## Given problem
Quote the news report below on Intel's planned investment at its Leixlip, Ireland fab site in full, word for word.

## Document extract
LONDON – Intel Corp. is set to spend $500 million as it re-commissions Fab 14 at its wafer fab site in Leixlip, Ireland, according to local reports. The move will create 200 long term technical jobs after a two-year build is completed. More importantly the investment looks set to secure the jobs at the three wafer fabs currently active there.
Fab 14 closed in the summer of 2009 with the loss of 298 jobs and reducing the number of wafer fabs Intel operates in Ireland to three; numbered 10, 24 and 24-2 where it runs relatively trailing edge processes at 90-nm and 65-nm. In February 2010 Intel (Santa Clara, Calif.) completed decommissioning the fab shell and even took at the perforated flooring that supports laminar airflow.
The $500 million could be the beginning of a fresh wave of investment if Leixlip is selected to become a center of excellence for a future generation of microprocessors. There has also been discussion that Leixlip could play a part in preparing Intel for production of chips on 450-mm diameter wafers.
It is not yet clear exactly what Intel has in mind for the new fab module.

## Extracted entries
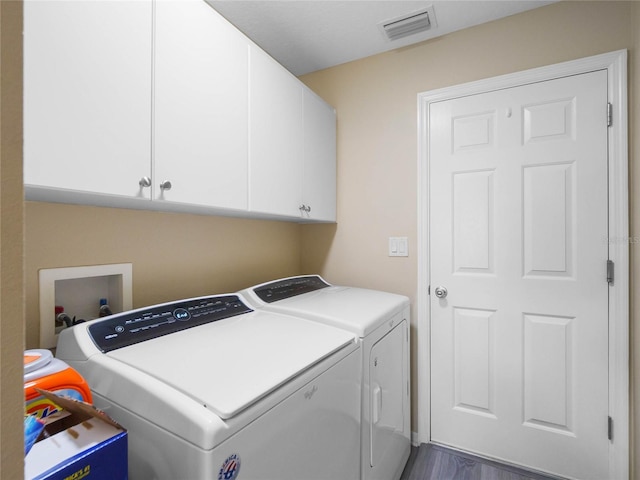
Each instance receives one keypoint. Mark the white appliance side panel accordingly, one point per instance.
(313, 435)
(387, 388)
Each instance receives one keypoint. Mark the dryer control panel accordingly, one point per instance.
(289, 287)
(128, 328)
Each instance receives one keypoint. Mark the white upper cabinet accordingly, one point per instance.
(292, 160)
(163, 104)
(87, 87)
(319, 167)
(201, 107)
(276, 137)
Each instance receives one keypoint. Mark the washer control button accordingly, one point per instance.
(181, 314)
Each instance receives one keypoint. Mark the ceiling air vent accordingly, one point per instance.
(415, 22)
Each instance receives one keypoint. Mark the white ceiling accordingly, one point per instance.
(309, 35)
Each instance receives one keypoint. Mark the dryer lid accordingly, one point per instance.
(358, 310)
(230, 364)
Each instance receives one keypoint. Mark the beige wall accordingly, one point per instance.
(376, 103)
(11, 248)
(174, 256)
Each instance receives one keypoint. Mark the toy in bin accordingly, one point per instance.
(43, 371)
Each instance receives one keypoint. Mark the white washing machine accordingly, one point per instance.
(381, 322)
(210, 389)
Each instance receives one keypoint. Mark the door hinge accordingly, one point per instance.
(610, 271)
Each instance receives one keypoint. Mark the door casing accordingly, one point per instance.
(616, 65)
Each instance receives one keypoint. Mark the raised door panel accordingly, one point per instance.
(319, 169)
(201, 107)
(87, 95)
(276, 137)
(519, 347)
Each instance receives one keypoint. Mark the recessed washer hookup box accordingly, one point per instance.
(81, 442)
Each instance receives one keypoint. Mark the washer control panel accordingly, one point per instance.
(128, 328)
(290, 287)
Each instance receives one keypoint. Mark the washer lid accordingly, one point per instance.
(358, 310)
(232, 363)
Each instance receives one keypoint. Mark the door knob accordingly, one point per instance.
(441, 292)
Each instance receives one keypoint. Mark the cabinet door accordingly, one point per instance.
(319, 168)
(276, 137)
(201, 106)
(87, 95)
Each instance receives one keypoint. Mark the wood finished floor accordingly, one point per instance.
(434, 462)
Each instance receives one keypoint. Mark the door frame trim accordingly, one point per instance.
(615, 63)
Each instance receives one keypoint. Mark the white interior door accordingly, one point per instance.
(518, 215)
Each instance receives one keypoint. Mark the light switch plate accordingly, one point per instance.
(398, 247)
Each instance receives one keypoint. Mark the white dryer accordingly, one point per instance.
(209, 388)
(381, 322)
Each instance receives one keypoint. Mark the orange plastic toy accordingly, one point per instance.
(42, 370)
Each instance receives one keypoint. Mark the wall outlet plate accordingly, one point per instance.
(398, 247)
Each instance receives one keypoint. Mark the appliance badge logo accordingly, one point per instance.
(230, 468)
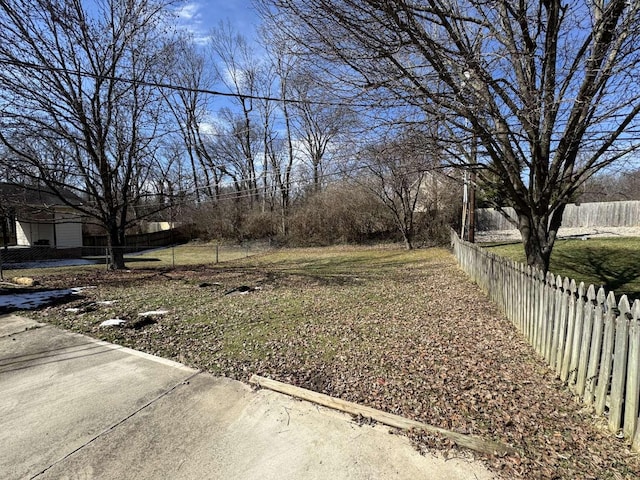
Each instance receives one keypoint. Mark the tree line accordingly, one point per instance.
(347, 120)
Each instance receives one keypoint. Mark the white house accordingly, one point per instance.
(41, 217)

## Written solution
LONDON – Intel Corp. is set to spend $500 million as it re-commissions Fab 14 at its wafer fab site in Leixlip, Ireland, according to local reports. The move will create 200 long term technical jobs after a two-year build is completed. More importantly the investment looks set to secure the jobs at the three wafer fabs currently active there.
Fab 14 closed in the summer of 2009 with the loss of 298 jobs and reducing the number of wafer fabs Intel operates in Ireland to three; numbered 10, 24 and 24-2 where it runs relatively trailing edge processes at 90-nm and 65-nm. In February 2010 Intel (Santa Clara, Calif.) completed decommissioning the fab shell and even took at the perforated flooring that supports laminar airflow.
The $500 million could be the beginning of a fresh wave of investment if Leixlip is selected to become a center of excellence for a future generation of microprocessors. There has also been discussion that Leixlip could play a part in preparing Intel for production of chips on 450-mm diameter wafers.
It is not yet clear exactly what Intel has in mind for the new fab module.